### Task brief
Type out each entry exactly.
[Opening Data for processing section]
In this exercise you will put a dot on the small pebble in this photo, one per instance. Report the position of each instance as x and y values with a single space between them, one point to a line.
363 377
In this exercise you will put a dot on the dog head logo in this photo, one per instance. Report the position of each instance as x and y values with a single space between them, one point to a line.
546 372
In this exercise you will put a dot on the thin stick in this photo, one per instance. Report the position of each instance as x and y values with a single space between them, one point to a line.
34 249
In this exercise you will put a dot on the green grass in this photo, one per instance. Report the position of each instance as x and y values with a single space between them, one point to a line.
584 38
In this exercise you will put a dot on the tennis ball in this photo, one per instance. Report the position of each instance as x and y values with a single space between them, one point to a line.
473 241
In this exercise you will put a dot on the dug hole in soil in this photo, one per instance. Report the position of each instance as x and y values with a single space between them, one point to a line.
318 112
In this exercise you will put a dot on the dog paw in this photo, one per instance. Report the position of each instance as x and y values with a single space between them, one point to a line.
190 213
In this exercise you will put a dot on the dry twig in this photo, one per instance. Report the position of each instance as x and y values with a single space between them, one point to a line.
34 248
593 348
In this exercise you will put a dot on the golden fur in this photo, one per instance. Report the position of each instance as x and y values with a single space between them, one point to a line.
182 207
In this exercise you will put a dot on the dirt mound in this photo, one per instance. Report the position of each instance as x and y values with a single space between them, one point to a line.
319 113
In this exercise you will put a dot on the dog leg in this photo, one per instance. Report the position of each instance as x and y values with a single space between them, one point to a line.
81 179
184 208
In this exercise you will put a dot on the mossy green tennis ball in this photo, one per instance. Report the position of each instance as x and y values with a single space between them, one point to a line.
[Closing Data for processing section]
### Problem solution
In this exercise you will put a dot on the small pebble in this photo, one per instance. Report the position of each instance as x and y values with a single space between them, one point to a line.
363 377
In this exercise you will put a dot on the dog head logo in this photo, one per instance. Report the position of each instance as x and y values with a single space between them, one point to a line.
546 372
In this exercise you will put a dot on the thin stick in this photo, one per instance. Report the position of each instance as x and y values with a single space between them, one point to a line.
34 249
In this exercise you will put a dot on the green grass in this photo, one per instance. Report the position of each instance as x and y values with a single space between them, one point to a line.
584 38
In this exercise you will put a dot on the tennis ball in this photo, one per instance. Report the position of each instance as x and y values with a single space between them, one point to a line.
473 241
In this exercise you will put a dot on the dug hole in soil in this photo, one per instance. Report the position of each instance as x and y values with a single space between them, one point to a line.
318 112
In this exercise you will put a dot on the dog paw in this photo, one per instance. Report the position of each instance as x and y values with a single space between them, one point to a line.
190 213
In this exercise you will put a dot on the dry twig in this photo, one per instance. Report the position of each instance as x and y values with a single space between them, one point to a line.
34 248
593 348
In this exercise you will put a dot on the golden fur in this photo, one per instance. Report the position of each instance as x and y values with a single space between them, one point to a line.
182 207
In this exercise you will put a dot on the dirt mound in this photo, one per instance. Report the position of each instance as x and y values with a single space between them, one point to a line.
319 113
In this exercise you will put a dot on the dog leg in this photo, one per instance. Report the position of each instance as x and y values with a single space between them, one point to a line.
81 179
184 208
In this exercise you will put a dot on the mossy green tennis ball in this photo, one per instance. Report the position of each instance as x and y values with a single space between them, one point to a line.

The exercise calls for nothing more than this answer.